What is needed
Copy out only those lines running from the line with "In this picture, where can the city" to the end of the listing, keeping each one exactly as it is.

####

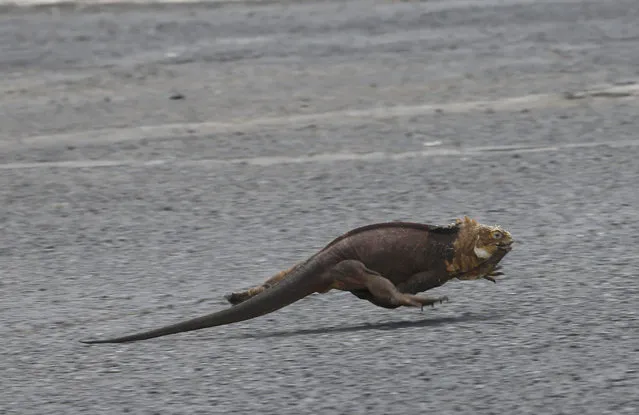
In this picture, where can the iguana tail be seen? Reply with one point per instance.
(306, 279)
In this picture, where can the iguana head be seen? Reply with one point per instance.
(478, 249)
(490, 239)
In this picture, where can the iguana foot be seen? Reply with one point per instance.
(420, 301)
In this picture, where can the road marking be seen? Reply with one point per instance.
(487, 151)
(181, 130)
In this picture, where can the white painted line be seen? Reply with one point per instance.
(490, 151)
(180, 130)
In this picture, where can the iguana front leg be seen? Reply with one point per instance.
(419, 282)
(353, 276)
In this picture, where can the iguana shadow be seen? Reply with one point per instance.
(392, 325)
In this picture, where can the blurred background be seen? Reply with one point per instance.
(155, 156)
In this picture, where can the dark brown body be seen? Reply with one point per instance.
(385, 263)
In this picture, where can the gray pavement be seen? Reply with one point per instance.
(155, 158)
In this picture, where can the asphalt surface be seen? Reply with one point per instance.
(153, 159)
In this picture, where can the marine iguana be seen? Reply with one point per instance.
(385, 263)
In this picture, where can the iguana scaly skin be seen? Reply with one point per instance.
(384, 263)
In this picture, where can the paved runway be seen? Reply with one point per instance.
(155, 158)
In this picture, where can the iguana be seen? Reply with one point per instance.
(385, 263)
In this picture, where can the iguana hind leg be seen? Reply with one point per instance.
(351, 275)
(240, 296)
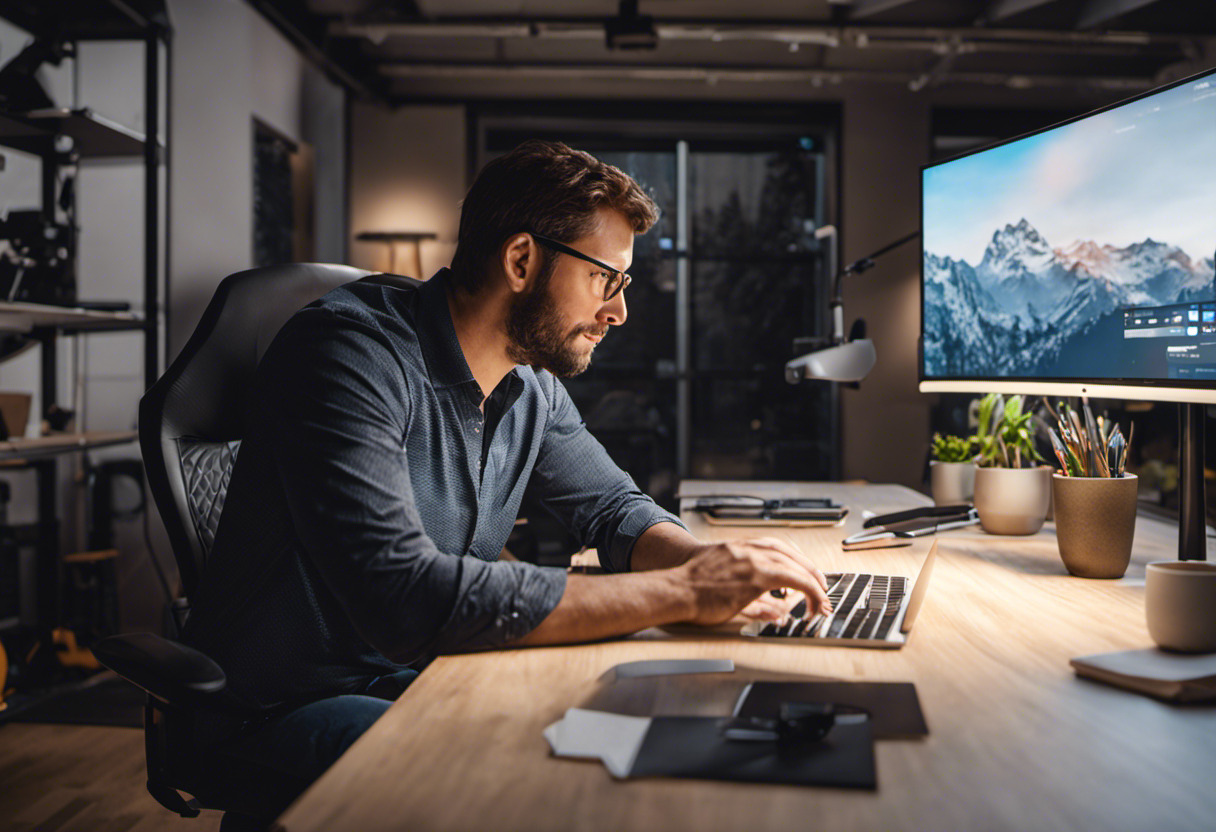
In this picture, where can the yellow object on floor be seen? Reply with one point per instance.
(69, 653)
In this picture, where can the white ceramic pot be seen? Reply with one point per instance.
(1013, 500)
(951, 482)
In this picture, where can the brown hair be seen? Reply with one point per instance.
(542, 187)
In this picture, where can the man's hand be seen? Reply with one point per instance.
(735, 577)
(711, 584)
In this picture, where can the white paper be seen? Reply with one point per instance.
(612, 738)
(668, 668)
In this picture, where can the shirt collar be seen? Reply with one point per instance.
(440, 347)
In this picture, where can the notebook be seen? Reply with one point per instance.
(867, 611)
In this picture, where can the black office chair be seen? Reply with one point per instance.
(191, 423)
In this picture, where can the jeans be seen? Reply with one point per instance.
(259, 770)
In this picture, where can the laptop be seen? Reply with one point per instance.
(867, 611)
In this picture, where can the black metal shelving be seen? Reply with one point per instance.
(93, 136)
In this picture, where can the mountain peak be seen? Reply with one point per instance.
(1015, 249)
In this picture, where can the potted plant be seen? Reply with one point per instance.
(1093, 493)
(952, 470)
(1012, 490)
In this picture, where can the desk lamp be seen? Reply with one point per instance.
(392, 237)
(844, 359)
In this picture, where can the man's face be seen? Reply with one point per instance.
(557, 322)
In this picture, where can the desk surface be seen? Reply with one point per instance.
(1017, 741)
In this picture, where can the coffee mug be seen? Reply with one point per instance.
(1180, 605)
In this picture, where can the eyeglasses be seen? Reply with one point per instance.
(617, 280)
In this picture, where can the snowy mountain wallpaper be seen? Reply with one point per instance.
(1032, 248)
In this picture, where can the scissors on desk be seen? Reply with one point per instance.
(899, 528)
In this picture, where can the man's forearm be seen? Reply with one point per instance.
(603, 606)
(662, 546)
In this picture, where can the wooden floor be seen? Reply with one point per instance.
(78, 779)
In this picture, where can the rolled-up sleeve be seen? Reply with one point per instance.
(336, 404)
(589, 493)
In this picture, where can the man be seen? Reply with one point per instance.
(394, 432)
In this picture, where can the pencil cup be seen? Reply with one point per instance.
(1095, 523)
(1180, 597)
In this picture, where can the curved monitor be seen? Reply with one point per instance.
(1079, 259)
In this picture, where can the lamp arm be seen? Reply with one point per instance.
(856, 268)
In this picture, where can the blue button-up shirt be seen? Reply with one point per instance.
(367, 507)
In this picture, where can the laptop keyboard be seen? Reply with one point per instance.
(863, 607)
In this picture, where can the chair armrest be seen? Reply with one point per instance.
(167, 670)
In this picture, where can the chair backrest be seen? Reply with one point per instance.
(192, 420)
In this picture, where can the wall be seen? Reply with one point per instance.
(231, 66)
(407, 172)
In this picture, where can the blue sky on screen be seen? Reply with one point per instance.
(1143, 169)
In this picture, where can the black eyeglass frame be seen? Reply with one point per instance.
(617, 281)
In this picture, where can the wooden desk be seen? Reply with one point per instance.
(1018, 742)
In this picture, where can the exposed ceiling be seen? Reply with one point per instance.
(411, 50)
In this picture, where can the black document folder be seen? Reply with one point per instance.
(694, 747)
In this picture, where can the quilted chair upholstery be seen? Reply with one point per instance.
(191, 421)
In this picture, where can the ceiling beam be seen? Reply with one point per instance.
(861, 9)
(1001, 9)
(495, 71)
(1097, 12)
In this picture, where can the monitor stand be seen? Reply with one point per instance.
(1192, 506)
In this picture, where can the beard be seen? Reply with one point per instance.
(535, 333)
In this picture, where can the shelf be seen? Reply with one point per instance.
(29, 316)
(62, 443)
(88, 20)
(94, 136)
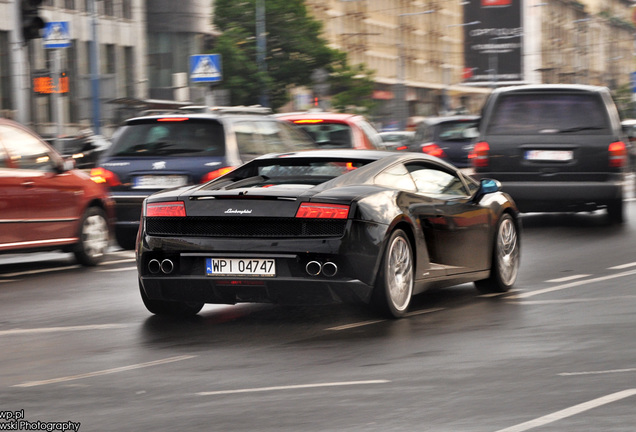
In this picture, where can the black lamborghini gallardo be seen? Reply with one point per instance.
(326, 226)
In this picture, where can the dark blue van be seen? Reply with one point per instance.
(156, 152)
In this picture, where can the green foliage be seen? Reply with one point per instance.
(352, 87)
(295, 49)
(623, 98)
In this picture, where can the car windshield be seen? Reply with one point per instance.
(460, 130)
(176, 137)
(549, 113)
(329, 135)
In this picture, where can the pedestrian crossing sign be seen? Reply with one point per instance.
(56, 35)
(205, 68)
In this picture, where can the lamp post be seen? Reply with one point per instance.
(400, 87)
(446, 75)
(94, 67)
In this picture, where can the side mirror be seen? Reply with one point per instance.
(487, 186)
(68, 165)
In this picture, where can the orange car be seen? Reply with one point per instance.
(337, 130)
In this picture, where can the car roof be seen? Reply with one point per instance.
(443, 119)
(371, 155)
(551, 87)
(205, 112)
(319, 115)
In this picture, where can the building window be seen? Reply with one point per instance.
(127, 9)
(109, 57)
(5, 72)
(129, 74)
(109, 9)
(73, 72)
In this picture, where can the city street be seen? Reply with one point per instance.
(556, 354)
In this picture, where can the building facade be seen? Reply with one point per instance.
(421, 50)
(141, 50)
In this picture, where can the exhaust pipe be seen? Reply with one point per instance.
(313, 268)
(329, 269)
(154, 266)
(167, 266)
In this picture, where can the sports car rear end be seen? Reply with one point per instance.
(261, 239)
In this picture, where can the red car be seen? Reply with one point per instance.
(47, 204)
(337, 130)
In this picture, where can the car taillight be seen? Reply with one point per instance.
(166, 209)
(216, 173)
(479, 155)
(103, 176)
(617, 154)
(323, 211)
(433, 150)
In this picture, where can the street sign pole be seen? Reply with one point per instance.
(57, 37)
(58, 114)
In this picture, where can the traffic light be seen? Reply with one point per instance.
(32, 23)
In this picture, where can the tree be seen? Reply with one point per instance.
(352, 87)
(295, 49)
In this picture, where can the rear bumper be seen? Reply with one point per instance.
(563, 196)
(200, 289)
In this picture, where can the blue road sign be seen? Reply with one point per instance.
(205, 68)
(56, 35)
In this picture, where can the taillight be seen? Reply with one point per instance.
(103, 176)
(323, 211)
(479, 155)
(617, 154)
(166, 209)
(215, 174)
(433, 150)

####

Solution
In this picture, where can the city street be seen? Reply with one point per instance.
(556, 354)
In this picture, where can the building facade be seen? Reply with one point per instance.
(421, 50)
(141, 50)
In this picture, where can the exhaust pipe be seen? Reply with one point per instance.
(313, 268)
(329, 269)
(154, 266)
(167, 266)
In this picture, where can the sports car rear end be seen? Reply with one point per instance.
(261, 239)
In this picture, where can the red car be seen? Reply with one point per instance.
(47, 204)
(337, 130)
In this picture, where can the car taillight be seen? Reply with one point per instance.
(166, 209)
(216, 173)
(479, 155)
(103, 176)
(617, 154)
(323, 211)
(433, 150)
In this picture, where can the street sign pole be seen? Reply with one point per instance.
(57, 37)
(58, 114)
In this picture, where can the traffic light be seen? Reply with one point per instance.
(32, 23)
In this picture, where can the tree be seen? Reply with one point per instance.
(352, 87)
(295, 49)
In this picture, where can the rear bumper be seen? Reply with one point per instance.
(563, 196)
(200, 289)
In this picture, where can the blue road sign be seen? Reply with one point per instance.
(205, 68)
(56, 35)
In this picture, where can the taillight be seen? Reply with one point per instance.
(103, 176)
(323, 211)
(479, 155)
(617, 154)
(166, 209)
(215, 174)
(433, 150)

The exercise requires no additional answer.